Action item:
Copy the passage on the stages of penance in the early church word for word, starting at "In this state" and ending at "the crime directed.".

Selected excerpt:
========
Their fourth advance was into the congregation of the faithful, which caused a change of posture as well as place; ὑπόπτωσις, “prostration,” being turned to σύστασις, “standing,” and to a standing with the faithful, joining prayers with them, and being present at the celebration, but ἀπεχόμενοι τῆς προσφορὰς, “abstaining from the oblations,” where the word προσφορὰ hath a double signification; first, the Eucharist itself is intended by it, whereof they were not to participate, though they were present at the receiving it. This was anciently called κοινωνία χωρὶς προσφορᾶς, “communicating without the Eucharist,” or the communion εὐχῆς μόνης, “of prayer only,” and therefore Zonaras, upon the words of the fifth canon of the council of Ancyra, κουινωνησάτωσαν χωρὶς προσφορᾶς, saith, κοινωνίαν évταῦθα οὐ τὴν μετάληψιν τῶν ἁγιασμάτων λέγει, ἀλλὰ τὴν μετὰ τῶν πιστῶν σύστασιν, “the council calls here communication, not the participation of the consecrated elements, but only a standing together with the faithful.” And so it must be, for the canon adds, iva τὸ τέλειον τῇ τετραετίᾳ λάβωσιν, “that in the fourth year they may come to the sacrament of perfection;” where, by the way, take notice, that the edition of Balsamon reads τριετίᾳ instead of τετραετίᾳ, evidently false; and though the edition of Zonaras presents it right in the Greek, yet it erreth as much in the Latin, translating τετραετίᾳ, triennio, instead of quadriennio, as that of Dionysius Exiguus hath it more truly. But though they did not participate of the blessed Eucharist itself, yet was there bestowed upon them the ἀντίδωρον, or “blessed bread,” which being consecrated by prayers, though not for the service of the Eucharist, was given, saith Balsamon, to persons μὴ δυναμένους μεταλαβεῖν τῶν ἁγίων μυστηρίων, “which might not participate of the blessed mysteries.” The second import of the word προσφορὰ is, as Dr. Hammond truly observeth, the very offerings whereof the Eucharist was constituted, and so the sense of the place must be, that they were in no capacity, neither to offer themselves, nor partake of others’ oblations.
In this state they abode their last three years, at the determination whereof they were admitted to μέθεξις, “participation.” This is the description which St. Gregory hath delineated as the usage of his days. After him, following councils, as that of Nice and Ancyra, present us with a different scheme, limiting penitents to three years’ continuance in the porch, and seven years in subtraction, observing no uniformity in all cases, but varying as the quality of the crime directed.
========
Dataset excerpts:
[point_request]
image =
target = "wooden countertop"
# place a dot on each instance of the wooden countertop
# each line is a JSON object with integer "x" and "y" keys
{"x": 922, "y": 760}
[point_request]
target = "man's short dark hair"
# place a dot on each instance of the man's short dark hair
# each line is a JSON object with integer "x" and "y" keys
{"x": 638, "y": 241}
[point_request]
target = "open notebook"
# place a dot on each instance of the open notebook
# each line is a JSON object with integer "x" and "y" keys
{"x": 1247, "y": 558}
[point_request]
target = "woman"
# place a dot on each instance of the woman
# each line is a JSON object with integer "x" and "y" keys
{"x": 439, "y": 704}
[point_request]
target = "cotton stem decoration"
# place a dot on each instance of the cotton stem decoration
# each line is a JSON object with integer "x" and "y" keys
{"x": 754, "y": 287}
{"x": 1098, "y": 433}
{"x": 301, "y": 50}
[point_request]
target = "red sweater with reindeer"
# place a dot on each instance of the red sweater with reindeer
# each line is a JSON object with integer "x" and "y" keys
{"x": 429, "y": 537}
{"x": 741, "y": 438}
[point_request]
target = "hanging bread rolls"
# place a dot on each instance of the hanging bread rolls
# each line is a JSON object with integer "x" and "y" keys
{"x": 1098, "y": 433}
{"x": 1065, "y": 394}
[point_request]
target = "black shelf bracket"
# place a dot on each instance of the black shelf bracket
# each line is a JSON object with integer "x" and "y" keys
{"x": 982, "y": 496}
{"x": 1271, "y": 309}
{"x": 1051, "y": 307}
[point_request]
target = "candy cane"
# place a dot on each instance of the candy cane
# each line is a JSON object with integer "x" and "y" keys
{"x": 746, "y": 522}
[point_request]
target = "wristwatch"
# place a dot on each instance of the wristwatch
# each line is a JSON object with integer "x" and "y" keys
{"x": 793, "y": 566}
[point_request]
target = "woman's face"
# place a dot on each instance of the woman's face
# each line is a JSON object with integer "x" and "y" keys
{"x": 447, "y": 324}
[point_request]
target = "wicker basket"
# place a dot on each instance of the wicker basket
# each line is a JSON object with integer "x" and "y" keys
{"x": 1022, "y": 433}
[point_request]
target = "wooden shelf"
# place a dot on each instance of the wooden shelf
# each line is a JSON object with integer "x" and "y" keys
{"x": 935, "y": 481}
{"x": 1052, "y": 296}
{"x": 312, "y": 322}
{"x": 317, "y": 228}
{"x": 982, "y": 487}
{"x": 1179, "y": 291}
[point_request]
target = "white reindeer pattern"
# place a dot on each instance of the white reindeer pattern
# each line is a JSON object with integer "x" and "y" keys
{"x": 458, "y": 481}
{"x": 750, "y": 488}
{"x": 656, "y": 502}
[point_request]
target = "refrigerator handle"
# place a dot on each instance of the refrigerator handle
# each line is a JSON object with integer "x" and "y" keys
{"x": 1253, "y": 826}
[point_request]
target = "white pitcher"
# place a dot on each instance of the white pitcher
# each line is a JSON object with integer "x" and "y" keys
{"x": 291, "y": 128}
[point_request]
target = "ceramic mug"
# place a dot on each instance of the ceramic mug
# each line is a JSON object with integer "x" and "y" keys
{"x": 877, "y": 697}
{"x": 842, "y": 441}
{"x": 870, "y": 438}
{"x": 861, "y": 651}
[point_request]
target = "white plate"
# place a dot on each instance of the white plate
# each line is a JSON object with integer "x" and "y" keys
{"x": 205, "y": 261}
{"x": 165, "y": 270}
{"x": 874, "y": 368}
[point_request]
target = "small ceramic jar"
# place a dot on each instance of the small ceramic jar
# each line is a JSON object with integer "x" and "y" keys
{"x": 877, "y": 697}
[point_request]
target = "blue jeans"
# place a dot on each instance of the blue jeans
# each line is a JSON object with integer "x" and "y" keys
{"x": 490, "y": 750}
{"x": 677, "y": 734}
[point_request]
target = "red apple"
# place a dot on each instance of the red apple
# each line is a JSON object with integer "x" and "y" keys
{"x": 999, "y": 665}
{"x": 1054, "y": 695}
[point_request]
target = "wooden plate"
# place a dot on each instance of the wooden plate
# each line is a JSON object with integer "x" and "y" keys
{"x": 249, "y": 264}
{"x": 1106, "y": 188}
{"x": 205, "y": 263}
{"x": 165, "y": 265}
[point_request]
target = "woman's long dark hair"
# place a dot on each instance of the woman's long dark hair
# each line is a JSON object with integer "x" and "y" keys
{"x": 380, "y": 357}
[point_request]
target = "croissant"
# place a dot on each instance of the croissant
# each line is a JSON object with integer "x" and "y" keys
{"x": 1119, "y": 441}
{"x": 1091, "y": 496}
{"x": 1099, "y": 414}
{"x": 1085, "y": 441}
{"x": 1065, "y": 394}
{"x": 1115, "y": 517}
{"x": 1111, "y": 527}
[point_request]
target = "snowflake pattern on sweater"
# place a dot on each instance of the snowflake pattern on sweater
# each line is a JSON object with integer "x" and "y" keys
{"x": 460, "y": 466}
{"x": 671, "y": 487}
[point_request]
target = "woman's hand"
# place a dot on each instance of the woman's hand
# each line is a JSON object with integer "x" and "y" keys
========
Exercise answer:
In this state they abode their last three years, at the determination whereof they were admitted to μέθεξις, “participation.” This is the description which St. Gregory hath delineated as the usage of his days. After him, following councils, as that of Nice and Ancyra, present us with a different scheme, limiting penitents to three years’ continuance in the porch, and seven years in subtraction, observing no uniformity in all cases, but varying as the quality of the crime directed.